From the line with "# point at: bare" to the final line of the records, reproduce every line exactly and only those lines.

### TASK INPUTS
┌──
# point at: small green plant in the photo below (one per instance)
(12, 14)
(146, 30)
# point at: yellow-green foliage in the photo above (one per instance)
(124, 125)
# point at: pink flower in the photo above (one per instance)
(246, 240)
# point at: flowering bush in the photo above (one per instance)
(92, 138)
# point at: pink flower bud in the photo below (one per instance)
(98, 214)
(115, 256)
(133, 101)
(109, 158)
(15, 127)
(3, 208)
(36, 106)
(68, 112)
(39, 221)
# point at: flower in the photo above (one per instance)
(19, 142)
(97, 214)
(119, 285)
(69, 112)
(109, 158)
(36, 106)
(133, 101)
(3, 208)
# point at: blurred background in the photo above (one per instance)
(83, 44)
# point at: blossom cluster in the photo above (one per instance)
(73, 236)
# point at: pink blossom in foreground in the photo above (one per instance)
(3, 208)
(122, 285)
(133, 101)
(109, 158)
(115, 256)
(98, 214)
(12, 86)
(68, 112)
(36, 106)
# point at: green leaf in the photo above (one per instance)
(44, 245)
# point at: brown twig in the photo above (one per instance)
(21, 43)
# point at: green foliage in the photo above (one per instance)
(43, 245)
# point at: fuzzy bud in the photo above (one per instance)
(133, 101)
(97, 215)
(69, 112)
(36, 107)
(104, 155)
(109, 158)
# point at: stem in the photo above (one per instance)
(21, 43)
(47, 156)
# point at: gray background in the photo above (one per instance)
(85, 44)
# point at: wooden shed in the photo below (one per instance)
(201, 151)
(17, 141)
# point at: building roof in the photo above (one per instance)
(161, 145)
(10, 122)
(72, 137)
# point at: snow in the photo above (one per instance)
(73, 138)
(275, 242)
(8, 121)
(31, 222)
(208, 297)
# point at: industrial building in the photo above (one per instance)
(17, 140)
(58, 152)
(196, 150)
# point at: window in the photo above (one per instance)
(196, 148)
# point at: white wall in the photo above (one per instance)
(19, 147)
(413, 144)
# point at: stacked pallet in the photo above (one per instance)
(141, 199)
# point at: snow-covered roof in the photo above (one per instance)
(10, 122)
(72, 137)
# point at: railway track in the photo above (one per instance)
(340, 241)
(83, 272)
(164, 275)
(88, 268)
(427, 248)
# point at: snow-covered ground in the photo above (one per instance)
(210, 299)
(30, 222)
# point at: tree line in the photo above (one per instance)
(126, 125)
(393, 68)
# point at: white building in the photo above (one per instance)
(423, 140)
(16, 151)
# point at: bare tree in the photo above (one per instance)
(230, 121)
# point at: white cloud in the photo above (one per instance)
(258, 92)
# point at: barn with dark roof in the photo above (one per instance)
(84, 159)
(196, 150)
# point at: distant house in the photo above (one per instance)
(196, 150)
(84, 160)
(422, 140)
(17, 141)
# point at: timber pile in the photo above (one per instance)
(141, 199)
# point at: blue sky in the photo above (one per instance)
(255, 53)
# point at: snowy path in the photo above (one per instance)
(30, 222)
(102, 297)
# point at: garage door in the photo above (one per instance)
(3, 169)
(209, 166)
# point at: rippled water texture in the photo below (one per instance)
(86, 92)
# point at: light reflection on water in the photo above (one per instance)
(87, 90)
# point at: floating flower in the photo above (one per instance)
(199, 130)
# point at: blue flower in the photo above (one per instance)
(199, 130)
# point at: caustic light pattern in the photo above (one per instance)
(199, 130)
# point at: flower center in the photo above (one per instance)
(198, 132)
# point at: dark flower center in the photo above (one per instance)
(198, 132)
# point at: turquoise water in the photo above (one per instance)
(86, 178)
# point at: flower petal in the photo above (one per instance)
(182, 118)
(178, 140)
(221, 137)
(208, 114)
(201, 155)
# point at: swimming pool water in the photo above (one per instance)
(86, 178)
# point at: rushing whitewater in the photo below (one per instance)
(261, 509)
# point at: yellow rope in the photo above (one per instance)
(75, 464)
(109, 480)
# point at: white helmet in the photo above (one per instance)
└──
### CORRECT OUTPUT
# point at: bare tree in the photo above (one per instance)
(230, 121)
# point at: white cloud in the photo above (one per instance)
(258, 92)
# point at: barn with dark roof in the photo above (one per instance)
(84, 159)
(196, 150)
# point at: distant house in the photo above (one per instance)
(196, 150)
(84, 160)
(422, 140)
(17, 141)
# point at: timber pile in the photo above (one per instance)
(141, 199)
# point at: blue sky in the photo above (one per instance)
(255, 53)
# point at: snowy path in the photo above (one per instance)
(30, 222)
(102, 297)
# point at: garage door in the photo above (one per instance)
(3, 169)
(209, 166)
# point at: rippled water texture in the photo below (one per instance)
(86, 92)
# point at: light reflection on water in the photo above (one per instance)
(87, 90)
# point at: floating flower in the photo above (one per instance)
(199, 130)
# point at: blue flower in the photo above (one per instance)
(199, 130)
# point at: caustic light pattern in the photo above (one per instance)
(199, 130)
# point at: flower center in the photo above (one per instance)
(198, 132)
# point at: dark flower center in the photo above (one per instance)
(198, 132)
# point at: turquoise water in the photo above (one per instance)
(86, 178)
# point at: flower petal in the photo above (one per instance)
(182, 118)
(178, 140)
(221, 137)
(208, 114)
(201, 155)
# point at: swimming pool water in the photo above (one per instance)
(86, 178)
# point at: rushing whitewater in the photo below (one per instance)
(261, 509)
# point at: yellow rope in the photo above (one per instance)
(75, 464)
(109, 480)
# point at: white helmet in the photo above (one per instance)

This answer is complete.